→ **TASK PROMPT**
From the biography of Antony Audenshaw, list every character he is said to have played, with the soap opera for each.
BEGIN EXTRACT TO READ
English actor (born 1964)

Antony Audenshaw (born 13 January 1965) is an English actor and singer. Audenshaw appeared in the Channel 4 soap opera Brookside from 1994 to 1996. Then in 2000, he began playing Bob Hope on the ITV soap opera Emmerdale. For his portrayal, he received a nomination for Most Popular Newcomer at the 7th National Television Awards.

==Life and career==
Audenshaw was born in Denton, Lancashire on 13 January 1965. In 1993, Audenshaw married wife Ruth, and the pair had two children together before her death in 2017. Audenshaw began both his acting and music careers on stage whilst performing songs and sketches that he had written, later taking part in amateur theatre productions. Whilst trying to make it as an actor, he had a job at Thorpe Park and slept in his car on the car park since he could not afford accommodation. Between 1994 and 1996, he played the recurring role of PC Ian Coban in the Channel 4 soap Brookside. His Emmerdale debut was in 1996, when he played the part of security guard Acky. He later appeared as Bob Hope in 2000 and he has been a cast member since. For his portrayal, he received a nomination for Most Popular Newcomer at the 7th National Television Awards. In December 2006, he appeared alongside other members of the Emmerdale cast on a celebrity version of the TV show Family Fortunes, and in 2009, he won an episode of Celebrity Mastermind. His specialist subject was birds.
END EXTRACT TO READ
BEGIN RECORDS SHOWN
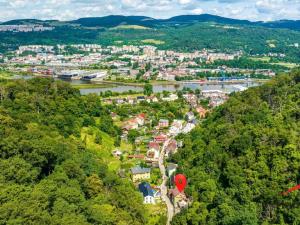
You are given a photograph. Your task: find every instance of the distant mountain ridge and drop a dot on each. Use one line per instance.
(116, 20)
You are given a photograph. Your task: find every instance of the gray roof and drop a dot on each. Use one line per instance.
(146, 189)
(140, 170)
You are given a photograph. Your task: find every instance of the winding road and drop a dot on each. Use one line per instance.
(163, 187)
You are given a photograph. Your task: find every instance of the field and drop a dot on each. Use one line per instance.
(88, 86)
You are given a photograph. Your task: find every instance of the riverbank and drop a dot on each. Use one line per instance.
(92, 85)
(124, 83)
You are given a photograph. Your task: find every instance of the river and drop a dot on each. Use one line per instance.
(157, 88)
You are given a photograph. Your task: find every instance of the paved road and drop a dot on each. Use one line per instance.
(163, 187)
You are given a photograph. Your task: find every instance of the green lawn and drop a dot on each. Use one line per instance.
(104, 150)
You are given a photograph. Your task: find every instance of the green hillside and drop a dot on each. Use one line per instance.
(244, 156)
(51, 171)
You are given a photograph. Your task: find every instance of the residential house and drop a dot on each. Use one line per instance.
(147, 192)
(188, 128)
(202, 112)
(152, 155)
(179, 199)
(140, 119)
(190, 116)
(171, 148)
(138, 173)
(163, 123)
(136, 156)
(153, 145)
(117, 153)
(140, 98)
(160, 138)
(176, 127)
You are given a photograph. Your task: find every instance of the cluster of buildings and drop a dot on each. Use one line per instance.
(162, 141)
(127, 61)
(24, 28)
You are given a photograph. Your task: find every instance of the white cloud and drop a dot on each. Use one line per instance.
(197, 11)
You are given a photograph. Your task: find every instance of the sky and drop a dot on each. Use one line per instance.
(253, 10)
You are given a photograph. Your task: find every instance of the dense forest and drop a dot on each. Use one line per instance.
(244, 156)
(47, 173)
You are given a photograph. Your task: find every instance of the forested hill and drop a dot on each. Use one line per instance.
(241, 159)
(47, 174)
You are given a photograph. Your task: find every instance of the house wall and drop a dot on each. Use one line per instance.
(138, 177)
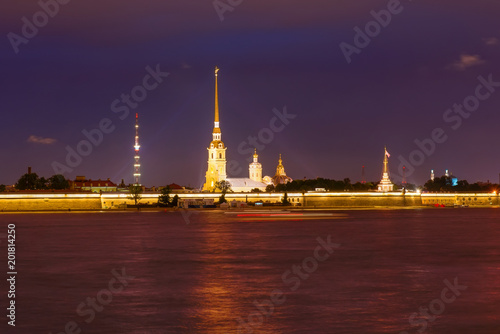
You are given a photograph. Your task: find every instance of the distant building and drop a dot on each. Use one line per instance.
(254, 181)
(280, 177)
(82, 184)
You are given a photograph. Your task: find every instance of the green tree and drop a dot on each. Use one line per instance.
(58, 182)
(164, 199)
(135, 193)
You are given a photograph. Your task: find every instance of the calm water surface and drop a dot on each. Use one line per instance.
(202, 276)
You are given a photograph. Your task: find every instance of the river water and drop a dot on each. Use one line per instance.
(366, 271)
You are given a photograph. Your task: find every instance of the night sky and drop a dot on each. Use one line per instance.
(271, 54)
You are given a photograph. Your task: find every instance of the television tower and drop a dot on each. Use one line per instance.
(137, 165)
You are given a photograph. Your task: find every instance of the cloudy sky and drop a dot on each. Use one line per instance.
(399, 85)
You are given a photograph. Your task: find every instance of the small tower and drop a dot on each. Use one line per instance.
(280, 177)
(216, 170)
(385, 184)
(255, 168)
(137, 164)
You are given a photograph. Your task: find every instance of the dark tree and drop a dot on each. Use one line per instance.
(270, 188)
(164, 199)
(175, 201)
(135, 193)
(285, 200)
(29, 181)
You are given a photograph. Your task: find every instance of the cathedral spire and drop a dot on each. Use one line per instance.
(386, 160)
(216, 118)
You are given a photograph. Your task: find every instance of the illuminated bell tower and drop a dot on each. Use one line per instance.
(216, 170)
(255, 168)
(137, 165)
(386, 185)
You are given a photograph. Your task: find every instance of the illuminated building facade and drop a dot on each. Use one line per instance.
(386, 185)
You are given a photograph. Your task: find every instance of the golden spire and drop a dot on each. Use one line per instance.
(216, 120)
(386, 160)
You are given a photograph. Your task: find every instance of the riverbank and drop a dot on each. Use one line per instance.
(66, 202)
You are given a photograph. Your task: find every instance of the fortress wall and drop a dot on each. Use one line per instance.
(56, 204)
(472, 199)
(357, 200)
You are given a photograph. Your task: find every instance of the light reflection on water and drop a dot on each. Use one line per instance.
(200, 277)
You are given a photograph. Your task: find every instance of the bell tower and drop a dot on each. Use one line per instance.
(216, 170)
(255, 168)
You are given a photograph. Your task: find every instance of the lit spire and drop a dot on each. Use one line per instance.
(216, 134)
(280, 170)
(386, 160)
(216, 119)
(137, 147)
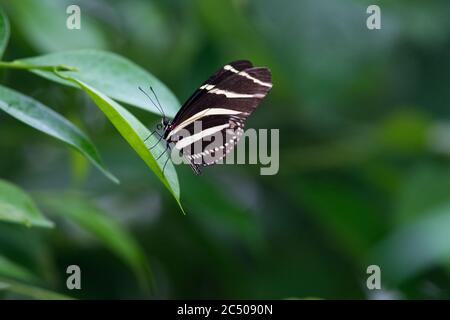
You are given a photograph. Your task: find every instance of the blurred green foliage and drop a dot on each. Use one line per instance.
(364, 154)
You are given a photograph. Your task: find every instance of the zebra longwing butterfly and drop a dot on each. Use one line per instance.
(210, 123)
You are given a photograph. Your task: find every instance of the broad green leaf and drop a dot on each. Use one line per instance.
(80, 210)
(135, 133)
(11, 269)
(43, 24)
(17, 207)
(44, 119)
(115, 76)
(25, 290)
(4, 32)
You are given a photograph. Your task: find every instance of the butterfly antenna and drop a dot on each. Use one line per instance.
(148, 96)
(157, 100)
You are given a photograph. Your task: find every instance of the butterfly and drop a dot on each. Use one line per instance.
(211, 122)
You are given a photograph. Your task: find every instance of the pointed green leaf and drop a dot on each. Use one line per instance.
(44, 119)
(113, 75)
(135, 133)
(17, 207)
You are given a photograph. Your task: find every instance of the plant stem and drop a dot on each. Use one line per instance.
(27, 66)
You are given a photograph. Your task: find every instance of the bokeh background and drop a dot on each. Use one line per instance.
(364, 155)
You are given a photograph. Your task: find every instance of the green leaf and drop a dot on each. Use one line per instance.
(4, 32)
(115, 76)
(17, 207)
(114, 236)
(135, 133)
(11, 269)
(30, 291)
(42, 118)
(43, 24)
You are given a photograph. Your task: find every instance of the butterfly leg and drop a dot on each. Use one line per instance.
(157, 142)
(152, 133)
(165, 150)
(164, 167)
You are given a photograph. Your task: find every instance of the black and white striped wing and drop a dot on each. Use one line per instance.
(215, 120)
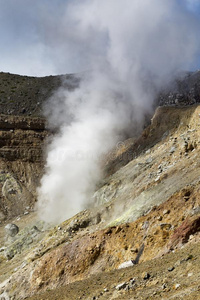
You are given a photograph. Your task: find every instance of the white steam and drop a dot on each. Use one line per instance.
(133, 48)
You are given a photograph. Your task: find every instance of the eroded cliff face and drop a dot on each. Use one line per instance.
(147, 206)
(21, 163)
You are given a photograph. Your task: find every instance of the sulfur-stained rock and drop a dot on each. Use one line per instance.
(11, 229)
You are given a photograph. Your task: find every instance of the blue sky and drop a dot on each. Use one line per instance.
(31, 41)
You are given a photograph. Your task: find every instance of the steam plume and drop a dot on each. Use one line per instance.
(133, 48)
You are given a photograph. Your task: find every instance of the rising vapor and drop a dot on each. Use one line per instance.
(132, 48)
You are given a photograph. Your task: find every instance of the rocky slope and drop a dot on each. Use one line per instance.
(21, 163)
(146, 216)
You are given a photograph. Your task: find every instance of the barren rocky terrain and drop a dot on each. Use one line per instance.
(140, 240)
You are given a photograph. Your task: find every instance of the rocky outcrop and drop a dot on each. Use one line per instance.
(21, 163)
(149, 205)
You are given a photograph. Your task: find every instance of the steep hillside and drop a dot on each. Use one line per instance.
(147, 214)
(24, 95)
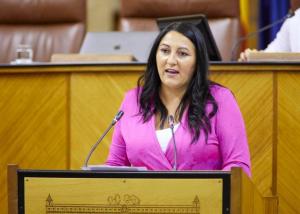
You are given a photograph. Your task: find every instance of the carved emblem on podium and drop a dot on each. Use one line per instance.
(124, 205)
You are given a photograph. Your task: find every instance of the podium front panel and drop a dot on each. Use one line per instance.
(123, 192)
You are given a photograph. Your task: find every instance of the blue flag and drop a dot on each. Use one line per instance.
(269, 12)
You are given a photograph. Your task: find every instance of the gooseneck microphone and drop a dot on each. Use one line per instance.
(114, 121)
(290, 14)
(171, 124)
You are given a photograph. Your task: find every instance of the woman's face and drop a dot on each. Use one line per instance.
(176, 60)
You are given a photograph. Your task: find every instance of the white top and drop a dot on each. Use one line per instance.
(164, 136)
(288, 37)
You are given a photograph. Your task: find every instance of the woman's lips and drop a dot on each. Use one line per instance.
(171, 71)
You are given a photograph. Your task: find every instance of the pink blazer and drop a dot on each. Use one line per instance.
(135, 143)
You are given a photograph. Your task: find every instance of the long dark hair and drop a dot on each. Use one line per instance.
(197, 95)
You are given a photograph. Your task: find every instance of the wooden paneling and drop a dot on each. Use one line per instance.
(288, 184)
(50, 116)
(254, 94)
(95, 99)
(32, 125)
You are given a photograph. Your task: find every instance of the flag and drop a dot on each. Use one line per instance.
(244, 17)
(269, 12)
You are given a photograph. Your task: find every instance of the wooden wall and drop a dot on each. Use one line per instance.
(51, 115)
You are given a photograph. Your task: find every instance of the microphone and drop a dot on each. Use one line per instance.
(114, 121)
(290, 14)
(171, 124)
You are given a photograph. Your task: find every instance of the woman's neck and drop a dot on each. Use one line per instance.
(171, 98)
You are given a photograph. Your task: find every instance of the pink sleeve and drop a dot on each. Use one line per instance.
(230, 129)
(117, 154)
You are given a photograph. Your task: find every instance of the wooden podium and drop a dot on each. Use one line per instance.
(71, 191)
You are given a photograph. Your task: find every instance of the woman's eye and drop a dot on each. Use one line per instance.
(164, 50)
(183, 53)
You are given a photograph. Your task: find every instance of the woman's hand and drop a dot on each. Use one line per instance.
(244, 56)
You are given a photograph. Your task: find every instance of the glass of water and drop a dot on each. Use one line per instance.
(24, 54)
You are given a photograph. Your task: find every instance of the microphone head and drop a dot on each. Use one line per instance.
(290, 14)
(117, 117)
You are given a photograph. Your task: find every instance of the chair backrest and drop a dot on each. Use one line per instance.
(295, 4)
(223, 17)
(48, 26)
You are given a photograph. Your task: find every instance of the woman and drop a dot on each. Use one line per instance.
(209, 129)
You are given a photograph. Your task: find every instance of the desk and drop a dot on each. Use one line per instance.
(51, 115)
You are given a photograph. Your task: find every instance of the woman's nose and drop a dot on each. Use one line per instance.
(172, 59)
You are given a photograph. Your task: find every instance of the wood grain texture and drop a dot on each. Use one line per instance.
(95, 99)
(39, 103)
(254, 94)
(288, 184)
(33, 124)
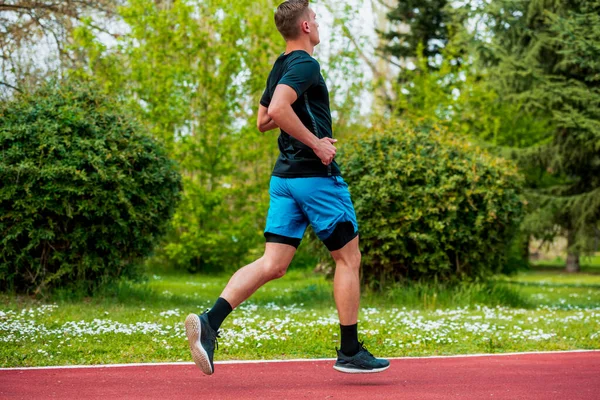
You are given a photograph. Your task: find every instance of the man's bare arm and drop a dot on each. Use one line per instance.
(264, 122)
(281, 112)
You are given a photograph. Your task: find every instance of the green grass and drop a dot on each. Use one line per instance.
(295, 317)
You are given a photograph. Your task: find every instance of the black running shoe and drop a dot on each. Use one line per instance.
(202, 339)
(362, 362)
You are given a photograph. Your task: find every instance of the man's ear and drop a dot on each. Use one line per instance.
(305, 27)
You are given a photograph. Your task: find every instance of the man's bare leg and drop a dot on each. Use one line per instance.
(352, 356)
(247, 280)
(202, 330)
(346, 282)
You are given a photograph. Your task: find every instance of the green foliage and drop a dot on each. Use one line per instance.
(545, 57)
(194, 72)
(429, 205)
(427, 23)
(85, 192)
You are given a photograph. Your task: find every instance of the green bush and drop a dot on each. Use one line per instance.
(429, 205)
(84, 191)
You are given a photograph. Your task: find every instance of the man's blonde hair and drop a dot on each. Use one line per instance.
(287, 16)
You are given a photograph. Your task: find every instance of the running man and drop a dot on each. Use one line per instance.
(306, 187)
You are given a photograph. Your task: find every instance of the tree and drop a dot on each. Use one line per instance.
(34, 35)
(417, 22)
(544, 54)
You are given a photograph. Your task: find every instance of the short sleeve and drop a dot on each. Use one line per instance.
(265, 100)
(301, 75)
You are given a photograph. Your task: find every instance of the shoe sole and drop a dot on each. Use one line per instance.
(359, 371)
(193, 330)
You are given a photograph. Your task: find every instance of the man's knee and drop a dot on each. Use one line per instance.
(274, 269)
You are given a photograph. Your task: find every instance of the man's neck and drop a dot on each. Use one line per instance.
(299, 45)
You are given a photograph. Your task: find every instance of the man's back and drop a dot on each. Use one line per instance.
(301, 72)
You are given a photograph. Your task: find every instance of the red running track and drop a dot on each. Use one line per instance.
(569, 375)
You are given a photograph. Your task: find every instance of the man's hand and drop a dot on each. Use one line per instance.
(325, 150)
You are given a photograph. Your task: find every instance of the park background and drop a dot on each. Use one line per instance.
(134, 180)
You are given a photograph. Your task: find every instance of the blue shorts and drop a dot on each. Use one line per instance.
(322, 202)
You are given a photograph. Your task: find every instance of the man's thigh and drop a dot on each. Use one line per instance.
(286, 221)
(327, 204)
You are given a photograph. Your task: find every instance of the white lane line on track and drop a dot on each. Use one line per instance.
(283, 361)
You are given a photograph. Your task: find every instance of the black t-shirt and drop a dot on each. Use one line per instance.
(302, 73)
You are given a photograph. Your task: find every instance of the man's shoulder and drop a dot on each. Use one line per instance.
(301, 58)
END RECORDS SHOWN
→ **SOLUTION TO THE EXERCISE**
- PC Ian Coban, in Brookside
- Acky, a security guard, in Emmerdale
- Bob Hope, in Emmerdale